_Stored data entries_
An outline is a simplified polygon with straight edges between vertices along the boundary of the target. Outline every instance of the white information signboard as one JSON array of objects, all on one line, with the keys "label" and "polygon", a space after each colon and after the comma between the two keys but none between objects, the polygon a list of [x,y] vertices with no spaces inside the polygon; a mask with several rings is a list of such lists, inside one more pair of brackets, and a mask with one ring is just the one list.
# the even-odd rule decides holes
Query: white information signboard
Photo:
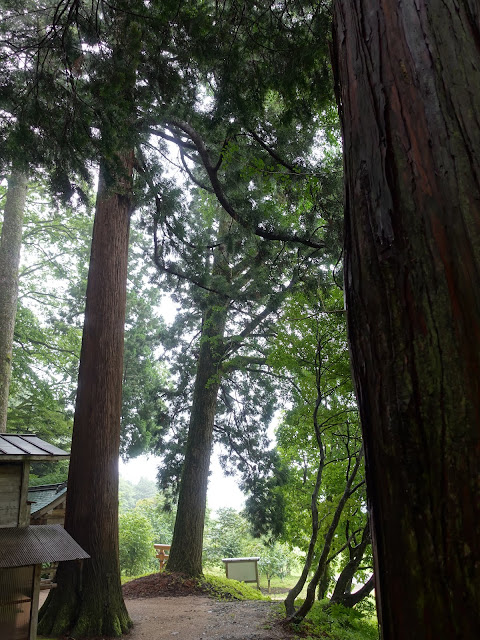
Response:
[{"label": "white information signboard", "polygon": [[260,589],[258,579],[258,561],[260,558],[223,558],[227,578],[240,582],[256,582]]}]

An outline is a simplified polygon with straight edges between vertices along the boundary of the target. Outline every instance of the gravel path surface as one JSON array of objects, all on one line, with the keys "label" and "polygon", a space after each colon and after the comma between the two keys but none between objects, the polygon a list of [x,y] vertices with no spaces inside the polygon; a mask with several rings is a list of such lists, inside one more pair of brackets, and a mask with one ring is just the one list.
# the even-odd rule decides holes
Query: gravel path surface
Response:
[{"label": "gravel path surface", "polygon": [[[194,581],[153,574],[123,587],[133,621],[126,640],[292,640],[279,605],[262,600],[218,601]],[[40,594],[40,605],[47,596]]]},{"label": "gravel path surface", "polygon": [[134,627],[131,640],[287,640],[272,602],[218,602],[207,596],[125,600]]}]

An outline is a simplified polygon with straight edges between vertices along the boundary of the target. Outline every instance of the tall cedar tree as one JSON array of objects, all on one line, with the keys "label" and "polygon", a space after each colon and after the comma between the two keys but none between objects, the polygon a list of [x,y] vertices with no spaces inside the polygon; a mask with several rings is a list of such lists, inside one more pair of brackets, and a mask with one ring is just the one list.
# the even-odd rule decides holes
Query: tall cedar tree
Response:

_Your objective_
Which lines of the data contain "instance"? Copy them all.

_Your solution_
An outline is a simplified polygon with straight edges between vertices along the boundary of the target. Outline every instance of the white information signboard as one JSON array of objects, all on one line, with the keys "label" and "polygon", a space after each colon and after the comma between the two keys but none between objects, the polygon a list of [x,y] vertices with no spaces inside the polygon; a mask with several rings is a list of such lists, inside one more pair of brackets, and a mask with one ring is just the one list.
An outline is a simplified polygon with straight edges between vertices along the boundary of the target. Outline every instance of the gravel path surface as one JSON array of objects, all on one line, with the keys "label" and "polygon", a space after each colon and after the comma between the two keys but none between objects, the polygon a list of [x,y] vertices with no spaces inside the polygon; a mask with several rings is a list of such lists, inside one more pair of brackets, and a mask with one ring is just the one list.
An outline is a simplified polygon with straight edges between vertices along the boundary of the target. Outline every instance of the tall cedar tree as one JSON array of objects, all on one line, with the keys "label" and "polygon", a space after each colon and after the comma between the two keys but none between objects, the polygon a list of [x,y] vertices with no spaces inside the polygon; a mask with several rings is a list of such lists, inside one more pair of brackets, and a mask with one ring is just the one list.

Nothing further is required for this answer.